> _DOCUMENT EXTRACT_
========================================================================

Children, like adults, may require a specialized diet for a number of reasons. Diet plans that require counting carbohydrates can help children with diabetes. However, following a low-carb diet to lose weight may pose some problems for growing children. Consult your doctor before making substantial changes or alterations to your child’s diet.
Your child’s body uses carbohydrates from foods to produce simple sugars for energy. As the sugars enter your child’s bloodstream, his pancreas releases insulin, affecting his blood sugar level. Foods that contain high amounts of carbohydrates can lead to weight gain in many children and to dangerously high blood sugar levels in children with diabetes.
The Institute of Science recommends children of all ages consume 45 and 65 percent of their daily calories from carbohydrates. The exact amount of carbohydrates may vary, depending on the size and activity levels of individual children, but equals about 130g per day for average children.
Counting carbohydrates helps children with diabetes manage their condition. Children with diabetes often require frequent testing to monitor and regulate blood sugar levels. Keeping track of the foods your child consumes can help you and your doctor determine the correct amount of carbohydrates necessary to manage your child’s diabetes.

========================================================================

Natural-language descriptions of regions:
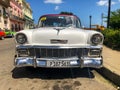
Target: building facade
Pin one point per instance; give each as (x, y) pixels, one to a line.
(4, 14)
(28, 17)
(16, 15)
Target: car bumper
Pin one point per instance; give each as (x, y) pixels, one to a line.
(73, 62)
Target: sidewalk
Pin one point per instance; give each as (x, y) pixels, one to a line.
(111, 65)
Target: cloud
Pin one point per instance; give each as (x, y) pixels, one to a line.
(105, 3)
(53, 1)
(57, 7)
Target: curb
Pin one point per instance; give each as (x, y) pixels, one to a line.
(110, 75)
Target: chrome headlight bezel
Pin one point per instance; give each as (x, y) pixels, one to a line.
(21, 38)
(96, 39)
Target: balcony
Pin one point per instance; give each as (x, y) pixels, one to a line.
(16, 18)
(16, 3)
(5, 15)
(5, 3)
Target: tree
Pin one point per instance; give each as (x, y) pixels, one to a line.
(115, 19)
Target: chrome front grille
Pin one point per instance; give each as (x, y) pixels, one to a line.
(60, 53)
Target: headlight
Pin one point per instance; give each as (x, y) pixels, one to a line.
(21, 38)
(96, 39)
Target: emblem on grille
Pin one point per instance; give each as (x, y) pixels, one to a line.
(53, 41)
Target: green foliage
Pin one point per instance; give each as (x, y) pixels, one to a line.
(115, 19)
(112, 38)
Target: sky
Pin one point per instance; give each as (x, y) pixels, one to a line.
(82, 8)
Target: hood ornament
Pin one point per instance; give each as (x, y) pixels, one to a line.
(58, 29)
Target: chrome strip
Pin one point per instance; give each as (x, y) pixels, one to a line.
(56, 47)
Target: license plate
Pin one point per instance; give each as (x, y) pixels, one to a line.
(58, 63)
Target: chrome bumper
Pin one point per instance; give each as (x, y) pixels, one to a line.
(74, 62)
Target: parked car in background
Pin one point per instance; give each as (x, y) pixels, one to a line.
(9, 33)
(59, 42)
(2, 34)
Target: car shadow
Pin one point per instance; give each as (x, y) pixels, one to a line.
(50, 73)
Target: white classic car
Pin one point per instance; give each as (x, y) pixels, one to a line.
(59, 42)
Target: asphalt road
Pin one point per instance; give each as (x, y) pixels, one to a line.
(12, 78)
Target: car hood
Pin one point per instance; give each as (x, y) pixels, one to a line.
(58, 36)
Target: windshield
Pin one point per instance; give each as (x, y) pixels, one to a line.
(59, 21)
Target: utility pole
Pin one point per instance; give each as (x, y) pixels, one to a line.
(102, 16)
(90, 17)
(109, 9)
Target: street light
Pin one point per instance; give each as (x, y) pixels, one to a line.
(109, 9)
(102, 16)
(90, 17)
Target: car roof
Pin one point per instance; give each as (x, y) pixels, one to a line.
(58, 15)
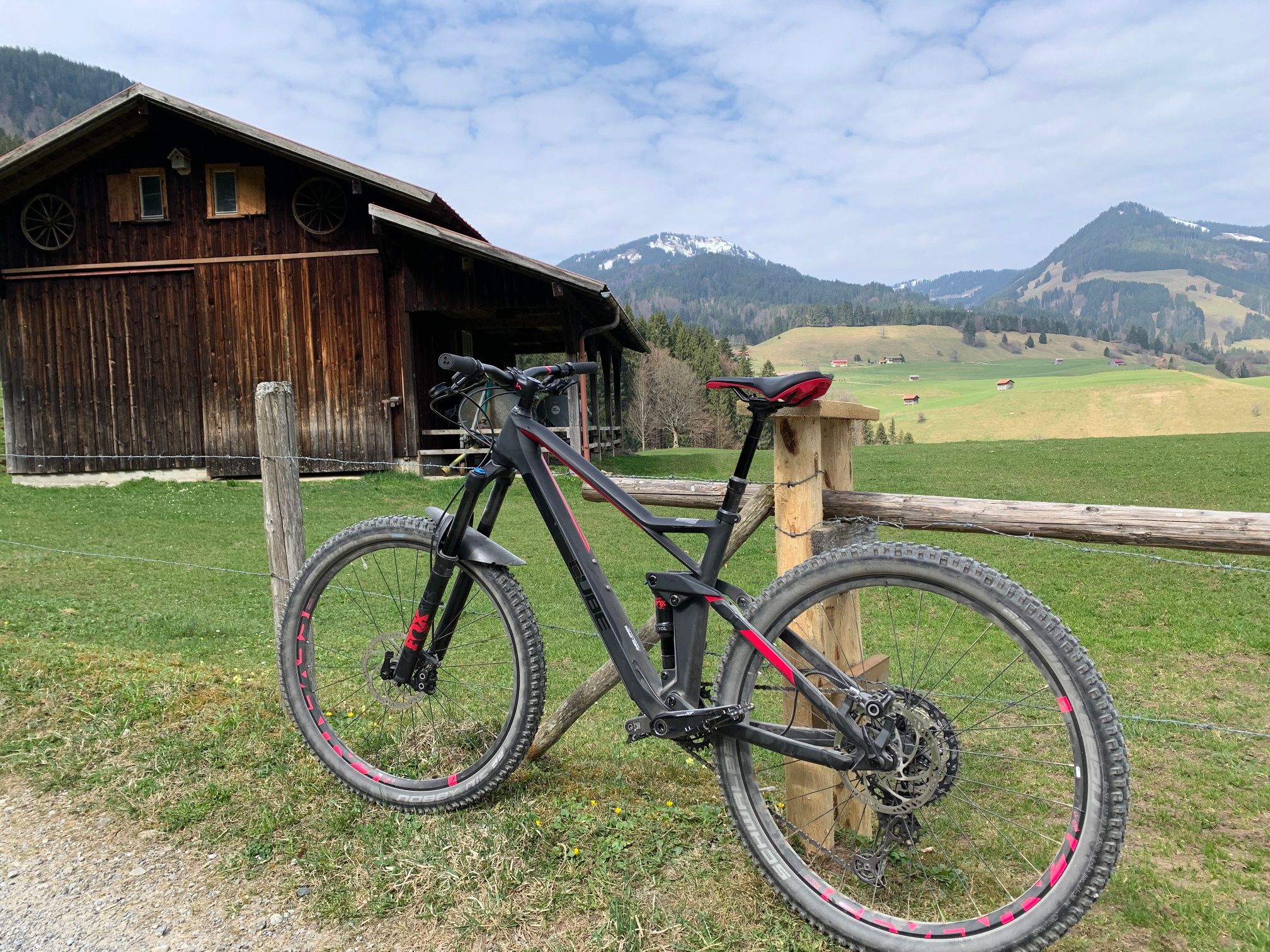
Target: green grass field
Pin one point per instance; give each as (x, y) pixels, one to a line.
(1084, 397)
(151, 689)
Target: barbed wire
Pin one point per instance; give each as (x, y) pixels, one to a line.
(1147, 719)
(870, 522)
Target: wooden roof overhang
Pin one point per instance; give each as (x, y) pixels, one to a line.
(571, 295)
(126, 115)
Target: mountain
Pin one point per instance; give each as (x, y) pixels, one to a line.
(41, 91)
(1133, 268)
(968, 288)
(732, 290)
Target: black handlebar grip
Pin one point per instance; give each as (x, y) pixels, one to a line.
(457, 363)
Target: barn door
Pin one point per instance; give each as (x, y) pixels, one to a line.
(316, 323)
(105, 372)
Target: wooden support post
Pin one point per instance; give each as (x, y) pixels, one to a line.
(575, 411)
(756, 511)
(809, 788)
(280, 478)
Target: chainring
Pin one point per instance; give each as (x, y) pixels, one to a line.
(927, 756)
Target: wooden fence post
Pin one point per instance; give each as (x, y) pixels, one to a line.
(280, 478)
(812, 452)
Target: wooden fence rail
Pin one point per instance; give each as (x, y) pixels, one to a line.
(1206, 530)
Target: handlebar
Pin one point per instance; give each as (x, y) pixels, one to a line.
(469, 365)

========================================================================

> _PROBLEM DESCRIPTION_
Carry on the text about children and carbohydrate counting from its final sentence, keeping to the same subject and tone.

> _YOUR RESPONSE_
While carbohydrate counting plays an important role in diabetes management, overweight individuals often choose to limit carbohydrates an attempt to lose weight. Helping your child lose weight in a healthy manner requires providing a balance of nutritious foods from a variety of food sources. Carbohydrates are only one source of calories. Fats and proteins also contain calories that can lead to excess weight in children. Cutting out about 500 calories per day can help your child lose about a pound each week. Encouraging him to exercise more can improve his chances of healthy weight loss, as well as his level of fitness.
Don’t severely restrict your child’s carbohydrates without specific directions from his doctor. While limiting carbohydrates can help manage diabetes, restricting carbohydrates to promote weight loss may lead to nutritional deficiencies. Choose nutrient-dense sources of carbohydrates, such as fresh fruit, whole grains, dairy products and vegetables to help ensure your child consumes adequate amounts of vitamins, minerals and fiber.